* Source document:
This image shows real-time imaging of nanoparticles (green) coated with polyethylene-glycol (PEG), a hydrophilic, non-toxic polymer, which penetrate within a normal rodent brain. Without the PEG coating, negatively charged, hydrophobic particles (red) of a similar size do not penetrate. Credit: Elizabeth Nance, Graeme Woodworth, Kurt Sailor
(Phys.org)—A new US study has found a way of enabling larger nanoparticles than previously to penetrate brain tissues, which may provide a new means of delivering therapeutic drugs to brain tissues for targeted treatment of conditions such as brain tumors and strokes.
A problem encountered when scientists have attempted to get nanoparticles into the brain is that the space between brain cells is sticky and too difficult for nanoparticles greater than 64 nanometers (nm) in diameter to get through. This limits the use of most nanoparticle drug delivery systems since the larger particles needed cannot effectively penetrate into the brain.
Researchers at Johns Hopkins University School of Medicine in Baltimore, led by Elizabeth Nance and Justin Hanes of the University's Department of Ophthalmology, experimented with nanoparticles of various sizes and coatings to try to find a way of enabling larger particles to diffuse within the brain.

* Work order: Reproduce the entire passage above about nanoparticles penetrating brain tissue, word for word.

* Dataset records:
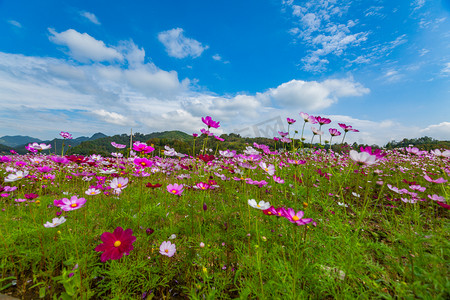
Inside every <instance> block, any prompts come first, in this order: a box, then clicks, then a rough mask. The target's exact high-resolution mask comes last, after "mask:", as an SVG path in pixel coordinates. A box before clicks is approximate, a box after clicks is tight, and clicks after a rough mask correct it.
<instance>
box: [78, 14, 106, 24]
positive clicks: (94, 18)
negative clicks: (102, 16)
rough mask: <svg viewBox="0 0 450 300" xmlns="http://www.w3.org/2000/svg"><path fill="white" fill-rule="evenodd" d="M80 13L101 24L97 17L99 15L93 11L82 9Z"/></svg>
mask: <svg viewBox="0 0 450 300" xmlns="http://www.w3.org/2000/svg"><path fill="white" fill-rule="evenodd" d="M80 15H81V16H82V17H84V18H86V19H88V20H89V21H91V22H92V23H94V24H95V25H101V23H100V22H99V20H98V19H97V16H96V15H94V14H93V13H90V12H87V11H82V12H80Z"/></svg>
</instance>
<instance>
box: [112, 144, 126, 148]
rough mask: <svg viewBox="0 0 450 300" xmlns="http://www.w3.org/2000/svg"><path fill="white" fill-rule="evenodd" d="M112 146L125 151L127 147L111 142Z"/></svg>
mask: <svg viewBox="0 0 450 300" xmlns="http://www.w3.org/2000/svg"><path fill="white" fill-rule="evenodd" d="M111 145H112V146H113V147H114V148H117V149H123V148H125V147H126V145H122V144H117V143H116V142H111Z"/></svg>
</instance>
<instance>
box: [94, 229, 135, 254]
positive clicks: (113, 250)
mask: <svg viewBox="0 0 450 300" xmlns="http://www.w3.org/2000/svg"><path fill="white" fill-rule="evenodd" d="M101 239H102V242H103V244H100V245H98V246H97V247H96V248H95V251H97V252H103V253H102V256H101V261H102V262H106V261H107V260H110V259H111V260H116V259H121V258H122V256H123V255H124V254H125V255H129V254H130V252H131V250H133V248H134V247H133V243H134V242H135V241H136V237H135V236H133V230H131V229H130V228H128V229H127V230H125V231H124V230H123V228H122V227H117V228H116V229H114V232H113V233H111V232H104V233H103V234H102V236H101Z"/></svg>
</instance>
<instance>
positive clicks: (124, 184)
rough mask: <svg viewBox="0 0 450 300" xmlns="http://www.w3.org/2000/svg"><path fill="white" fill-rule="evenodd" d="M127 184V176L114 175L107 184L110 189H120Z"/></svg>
mask: <svg viewBox="0 0 450 300" xmlns="http://www.w3.org/2000/svg"><path fill="white" fill-rule="evenodd" d="M127 184H128V178H126V177H125V178H124V177H115V178H113V180H111V183H110V185H109V186H110V187H111V188H112V189H116V190H117V189H119V190H122V189H124V188H126V187H127Z"/></svg>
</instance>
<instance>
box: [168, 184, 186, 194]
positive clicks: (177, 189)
mask: <svg viewBox="0 0 450 300" xmlns="http://www.w3.org/2000/svg"><path fill="white" fill-rule="evenodd" d="M167 191H168V192H169V193H171V194H174V195H181V194H182V193H183V191H184V189H183V185H182V184H178V183H174V184H169V185H168V186H167Z"/></svg>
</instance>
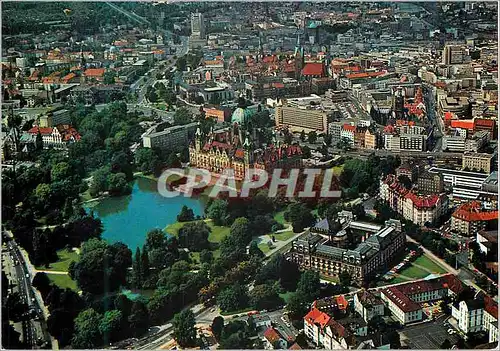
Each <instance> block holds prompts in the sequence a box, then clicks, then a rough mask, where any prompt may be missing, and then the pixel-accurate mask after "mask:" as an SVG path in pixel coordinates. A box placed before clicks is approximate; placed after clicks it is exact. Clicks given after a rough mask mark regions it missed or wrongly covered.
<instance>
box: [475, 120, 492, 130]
mask: <svg viewBox="0 0 500 351" xmlns="http://www.w3.org/2000/svg"><path fill="white" fill-rule="evenodd" d="M478 126H481V127H487V128H491V129H493V128H495V121H494V120H492V119H485V118H476V119H475V120H474V129H476V128H477V127H478Z"/></svg>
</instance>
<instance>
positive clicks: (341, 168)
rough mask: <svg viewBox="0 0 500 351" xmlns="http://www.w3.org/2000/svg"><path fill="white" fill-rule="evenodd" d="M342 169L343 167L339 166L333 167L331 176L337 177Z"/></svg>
mask: <svg viewBox="0 0 500 351" xmlns="http://www.w3.org/2000/svg"><path fill="white" fill-rule="evenodd" d="M343 169H344V165H340V166H335V167H332V170H333V174H334V175H335V176H337V177H338V176H339V175H340V173H342V170H343Z"/></svg>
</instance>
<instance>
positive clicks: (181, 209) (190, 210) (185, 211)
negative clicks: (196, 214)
mask: <svg viewBox="0 0 500 351" xmlns="http://www.w3.org/2000/svg"><path fill="white" fill-rule="evenodd" d="M193 220H194V212H193V210H192V209H190V208H189V207H187V206H186V205H184V206H182V209H181V212H180V213H179V214H178V215H177V221H178V222H189V221H193Z"/></svg>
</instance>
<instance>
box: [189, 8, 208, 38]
mask: <svg viewBox="0 0 500 351" xmlns="http://www.w3.org/2000/svg"><path fill="white" fill-rule="evenodd" d="M191 36H193V37H195V38H197V39H204V38H205V23H204V18H203V14H201V13H192V14H191Z"/></svg>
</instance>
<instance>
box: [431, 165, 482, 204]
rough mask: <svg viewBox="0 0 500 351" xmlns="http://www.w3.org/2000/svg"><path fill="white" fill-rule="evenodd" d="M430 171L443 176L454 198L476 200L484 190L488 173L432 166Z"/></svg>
mask: <svg viewBox="0 0 500 351" xmlns="http://www.w3.org/2000/svg"><path fill="white" fill-rule="evenodd" d="M428 171H429V172H430V173H439V174H441V175H442V176H443V181H444V184H445V187H447V188H449V189H451V190H452V195H453V198H458V199H469V200H475V199H477V198H478V197H479V195H480V194H481V193H482V192H483V190H482V185H483V183H484V182H485V181H486V179H487V178H488V175H487V174H483V173H475V172H466V171H459V170H454V169H448V168H440V167H431V168H429V170H428Z"/></svg>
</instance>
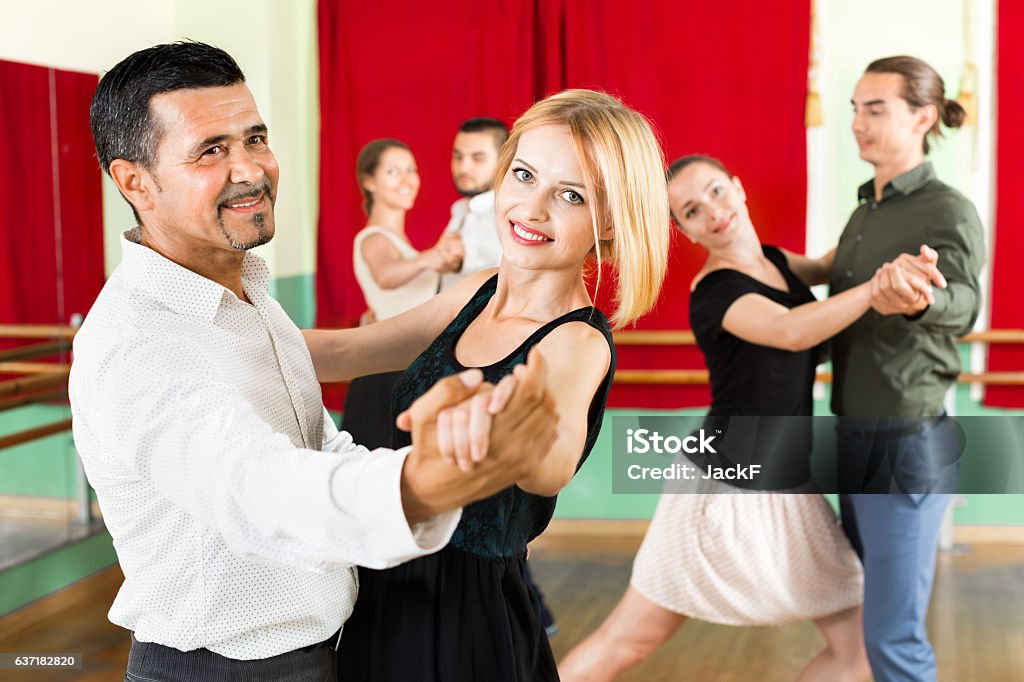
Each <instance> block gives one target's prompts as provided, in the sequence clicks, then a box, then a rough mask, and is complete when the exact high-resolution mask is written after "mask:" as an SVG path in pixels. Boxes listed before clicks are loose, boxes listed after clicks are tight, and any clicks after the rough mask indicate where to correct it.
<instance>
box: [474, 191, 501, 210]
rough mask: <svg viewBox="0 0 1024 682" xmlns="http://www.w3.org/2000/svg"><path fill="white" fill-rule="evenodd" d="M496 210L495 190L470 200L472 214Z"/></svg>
mask: <svg viewBox="0 0 1024 682" xmlns="http://www.w3.org/2000/svg"><path fill="white" fill-rule="evenodd" d="M494 208H495V190H494V189H487V190H486V191H482V193H480V194H478V195H476V196H475V197H471V198H470V200H469V211H470V213H477V212H479V211H489V210H492V209H494Z"/></svg>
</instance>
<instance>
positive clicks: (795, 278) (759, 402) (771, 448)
mask: <svg viewBox="0 0 1024 682" xmlns="http://www.w3.org/2000/svg"><path fill="white" fill-rule="evenodd" d="M762 251H763V253H764V255H765V257H767V258H768V259H769V260H770V261H771V262H772V263H773V264H774V265H775V266H776V267H777V268H778V270H779V271H780V272H781V273H782V276H783V278H784V280H785V283H786V285H787V286H788V288H790V291H782V290H781V289H775V288H774V287H771V286H769V285H766V284H764V283H763V282H760V281H758V280H755V279H754V278H752V276H750V275H749V274H744V273H743V272H739V271H737V270H732V269H721V270H714V271H712V272H709V273H708V274H707V275H706V276H705V278H703V279H702V280H701V281H700V282H698V283H697V286H696V287H695V288H694V290H693V293H692V294H691V295H690V328H691V329H692V330H693V335H694V337H695V338H696V342H697V345H698V346H699V347H700V350H701V352H703V356H705V363H706V364H707V365H708V372H709V375H710V381H711V392H712V403H711V411H710V412H709V413H708V418H707V420H706V422H705V429H706V430H707V431H708V432H711V433H715V432H716V431H721V432H723V433H725V438H724V439H720V440H721V441H722V442H723V444H724V445H725V446H724V447H719V452H718V453H717V455H715V456H701V455H688V457H689V459H690V460H691V461H693V462H694V463H695V464H697V465H698V466H700V467H701V468H705V469H707V467H708V466H709V465H715V466H729V465H731V464H736V463H740V464H744V465H748V464H760V465H762V468H761V473H760V476H759V478H758V479H756V480H754V481H745V480H738V481H732V480H730V481H729V483H730V484H731V485H735V486H736V487H745V488H754V489H763V491H778V489H787V488H794V487H798V486H800V485H803V484H804V483H805V482H806V481H807V480H808V478H809V477H810V462H809V456H810V452H811V422H810V419H809V418H810V416H811V412H812V409H813V404H814V399H813V396H812V389H813V385H814V368H815V366H816V365H817V356H818V349H817V348H810V349H808V350H801V351H791V350H782V349H780V348H770V347H768V346H761V345H757V344H755V343H750V342H748V341H743V340H742V339H739V338H737V337H735V336H733V335H732V334H730V333H729V332H727V331H725V329H724V328H723V327H722V319H723V318H724V317H725V313H726V311H727V310H728V309H729V306H730V305H732V304H733V303H734V302H735V301H736V299H738V298H739V297H740V296H743V295H745V294H760V295H761V296H764V297H766V298H768V299H770V300H772V301H775V302H776V303H778V304H780V305H783V306H785V307H787V308H795V307H797V306H798V305H803V304H805V303H811V302H813V301H814V300H815V298H814V294H812V293H811V290H810V289H808V288H807V285H805V284H804V283H803V282H801V281H800V280H799V279H798V278H797V275H796V274H794V272H793V270H791V269H790V266H788V264H787V263H786V260H785V254H783V253H782V252H781V251H779V250H778V249H777V248H775V247H773V246H762ZM735 417H760V419H759V420H756V421H754V420H735V419H732V420H730V418H735ZM797 418H805V419H797ZM730 425H731V427H732V433H729V432H728V429H729V427H730Z"/></svg>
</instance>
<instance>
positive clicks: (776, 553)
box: [560, 156, 929, 682]
mask: <svg viewBox="0 0 1024 682" xmlns="http://www.w3.org/2000/svg"><path fill="white" fill-rule="evenodd" d="M668 176H669V200H670V207H671V210H672V215H673V219H674V221H675V222H676V224H677V225H678V226H679V227H680V229H681V230H682V231H683V233H684V235H685V236H686V237H687V238H689V239H690V241H692V242H694V243H696V244H699V245H700V246H702V247H703V248H705V249H707V250H708V259H707V261H706V262H705V264H703V266H702V267H701V269H700V271H699V272H697V274H696V276H695V278H694V280H693V283H692V285H691V297H690V326H691V328H692V329H693V332H694V335H695V336H696V341H697V344H698V345H699V347H700V349H701V351H702V352H703V354H705V359H706V361H707V365H708V369H709V371H710V375H711V385H712V407H711V411H710V414H709V417H712V418H714V417H730V416H768V415H773V416H775V415H777V416H790V415H792V416H810V414H811V408H812V396H811V388H812V384H813V381H814V371H815V365H816V363H817V359H816V357H817V348H816V347H817V346H818V344H820V343H821V342H823V341H825V340H827V339H828V338H829V337H831V336H834V335H835V334H836V333H838V332H839V331H840V330H842V329H844V328H845V327H847V326H848V325H850V324H851V323H853V322H854V321H856V319H857V318H858V317H860V316H861V315H862V314H864V313H865V312H866V311H867V309H868V307H869V299H870V286H871V284H870V283H864V284H862V285H860V286H859V287H856V288H853V289H851V290H850V291H848V292H846V293H844V294H841V295H839V296H835V297H833V298H829V299H827V300H824V301H815V299H814V296H813V295H812V294H811V292H810V290H809V289H808V287H809V286H812V285H816V284H822V283H824V282H825V281H826V280H827V275H828V272H829V270H830V268H831V259H833V256H834V252H833V253H829V254H828V255H826V256H824V257H823V258H821V259H817V260H812V259H809V258H806V257H803V256H798V255H795V254H790V253H786V252H783V251H781V250H779V249H776V248H775V247H771V246H763V245H762V244H761V243H760V241H759V239H758V236H757V231H756V229H755V227H754V225H753V223H752V222H751V218H750V214H749V212H748V209H746V196H745V194H744V191H743V186H742V183H741V182H740V181H739V178H736V177H733V176H732V175H731V174H730V173H729V172H728V171H727V170H726V169H725V167H724V166H722V164H721V163H719V162H718V161H716V160H714V159H711V158H708V157H698V156H694V157H685V158H683V159H679V160H678V161H676V162H675V163H673V164H672V166H671V167H670V169H669V173H668ZM916 262H919V264H921V269H920V270H918V269H916V268H911V269H913V270H914V271H913V272H912V273H910V274H909V275H908V278H909V279H910V280H911V281H912V282H913V284H914V286H916V287H918V288H919V289H920V290H922V291H927V290H928V286H927V284H926V280H925V278H926V276H927V273H928V272H929V269H928V266H927V264H925V263H924V262H923V261H922V259H919V260H918V261H916ZM882 271H884V270H883V269H880V273H881V272H882ZM804 482H806V477H804V478H803V479H801V480H794V481H792V486H794V487H797V486H800V485H801V484H802V483H804ZM685 492H688V493H720V494H719V495H686V494H678V495H663V496H662V499H660V501H659V503H658V507H657V510H656V512H655V514H654V518H653V520H652V521H651V525H650V528H649V529H648V531H647V536H646V538H645V539H644V542H643V545H642V546H641V548H640V551H639V553H638V555H637V558H636V562H635V563H634V567H633V577H632V580H631V585H630V586H629V588H628V589H627V591H626V594H625V595H624V597H623V599H622V600H621V601H620V603H618V604H617V605H616V606H615V608H614V610H613V611H612V612H611V614H610V615H608V617H607V619H606V620H605V622H604V623H603V624H602V625H601V627H600V628H599V629H598V630H597V631H596V632H595V633H594V634H592V635H591V636H590V637H589V638H587V639H586V640H584V642H582V643H581V644H580V645H579V646H577V647H575V648H574V649H573V650H572V651H570V652H569V654H568V655H567V656H566V658H565V660H564V662H563V663H562V665H561V666H560V672H561V675H562V679H563V680H566V681H574V680H611V679H614V677H615V676H617V675H618V674H620V673H621V672H623V671H624V670H626V669H627V668H629V667H630V666H632V665H635V664H637V663H639V662H640V660H642V659H644V658H645V657H646V656H648V655H649V654H650V653H652V652H653V651H654V649H656V648H657V647H658V646H659V645H660V644H662V643H663V642H664V641H665V640H666V639H668V638H669V637H670V636H671V635H672V634H673V633H674V632H675V631H676V630H677V629H678V628H679V627H680V626H681V625H682V624H683V623H684V622H685V621H686V619H688V617H694V619H699V620H702V621H708V622H711V623H718V624H723V625H780V624H784V623H791V622H795V621H803V620H812V621H814V623H815V625H816V626H817V627H818V628H819V630H820V631H821V633H822V634H823V635H824V637H825V648H824V649H823V650H822V651H821V652H819V653H818V654H817V655H816V656H815V657H814V658H813V659H812V660H811V662H810V663H809V664H808V665H807V667H806V668H805V669H804V670H803V672H802V673H801V675H800V678H799V679H800V680H828V681H829V682H836V681H842V680H851V681H852V680H862V679H864V678H865V677H867V675H868V673H869V669H868V666H867V658H866V655H865V652H864V644H863V637H862V635H861V629H860V619H861V611H860V603H861V599H862V584H863V577H862V572H861V568H860V564H859V562H858V560H857V556H856V554H855V553H854V552H853V550H852V548H851V547H850V544H849V543H848V542H847V540H846V538H845V537H844V535H843V531H842V530H841V529H840V526H839V525H838V524H837V523H836V516H835V514H834V513H833V511H831V509H830V508H829V507H828V505H827V503H826V502H825V501H824V499H823V498H822V497H821V496H820V495H787V494H780V493H761V494H757V495H742V494H736V495H729V494H728V493H742V491H739V489H737V488H735V487H731V486H729V485H726V484H725V483H723V482H720V481H700V482H698V483H695V484H694V485H693V486H692V488H691V489H688V491H685Z"/></svg>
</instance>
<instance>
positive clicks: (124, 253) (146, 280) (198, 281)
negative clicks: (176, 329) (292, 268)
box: [121, 227, 270, 319]
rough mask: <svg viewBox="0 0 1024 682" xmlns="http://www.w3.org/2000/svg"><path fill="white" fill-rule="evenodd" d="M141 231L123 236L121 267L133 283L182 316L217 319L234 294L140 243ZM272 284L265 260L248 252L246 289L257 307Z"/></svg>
mask: <svg viewBox="0 0 1024 682" xmlns="http://www.w3.org/2000/svg"><path fill="white" fill-rule="evenodd" d="M140 237H141V235H140V230H139V228H138V227H133V228H132V229H129V230H127V231H125V232H123V233H122V235H121V253H122V258H121V268H122V270H123V271H124V273H125V276H127V278H128V280H129V282H130V283H131V284H132V285H134V286H136V287H138V288H140V289H143V290H145V291H146V292H147V293H148V294H150V295H152V296H154V297H155V298H156V299H157V300H159V301H161V302H162V303H164V304H165V305H167V306H168V307H169V308H171V309H172V310H174V311H175V312H177V313H179V314H184V315H194V316H197V317H202V318H204V319H213V318H214V316H215V315H216V314H217V310H218V309H219V308H220V303H221V300H222V299H223V298H224V297H225V296H227V297H229V298H237V297H236V296H234V294H233V293H232V292H230V291H228V290H227V289H225V288H224V287H223V286H221V285H219V284H217V283H216V282H214V281H213V280H208V279H207V278H204V276H203V275H202V274H198V273H196V272H193V271H191V270H189V269H188V268H186V267H182V266H181V265H178V264H177V263H175V262H174V261H172V260H170V259H168V258H165V257H164V256H162V255H161V254H159V253H157V252H156V251H154V250H153V249H151V248H148V247H145V246H142V245H141V244H140V243H139V240H140ZM269 284H270V269H269V268H268V267H267V265H266V263H265V262H264V261H263V259H262V258H260V257H259V256H257V255H256V254H254V253H252V252H247V253H246V256H245V259H244V260H243V261H242V286H243V288H244V289H245V291H246V295H247V296H248V297H249V300H251V301H252V302H253V304H254V305H256V306H260V305H262V303H263V301H264V299H265V298H266V296H267V288H268V287H269Z"/></svg>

* Written answer:
This image shows real-time imaging of nanoparticles (green) coated with polyethylene-glycol (PEG), a hydrophilic, non-toxic polymer, which penetrate within a normal rodent brain. Without the PEG coating, negatively charged, hydrophobic particles (red) of a similar size do not penetrate. Credit: Elizabeth Nance, Graeme Woodworth, Kurt Sailor
(Phys.org)—A new US study has found a way of enabling larger nanoparticles than previously to penetrate brain tissues, which may provide a new means of delivering therapeutic drugs to brain tissues for targeted treatment of conditions such as brain tumors and strokes.
A problem encountered when scientists have attempted to get nanoparticles into the brain is that the space between brain cells is sticky and too difficult for nanoparticles greater than 64 nanometers (nm) in diameter to get through. This limits the use of most nanoparticle drug delivery systems since the larger particles needed cannot effectively penetrate into the brain.
Researchers at Johns Hopkins University School of Medicine in Baltimore, led by Elizabeth Nance and Justin Hanes of the University's Department of Ophthalmology, experimented with nanoparticles of various sizes and coatings to try to find a way of enabling larger particles to diffuse within the brain.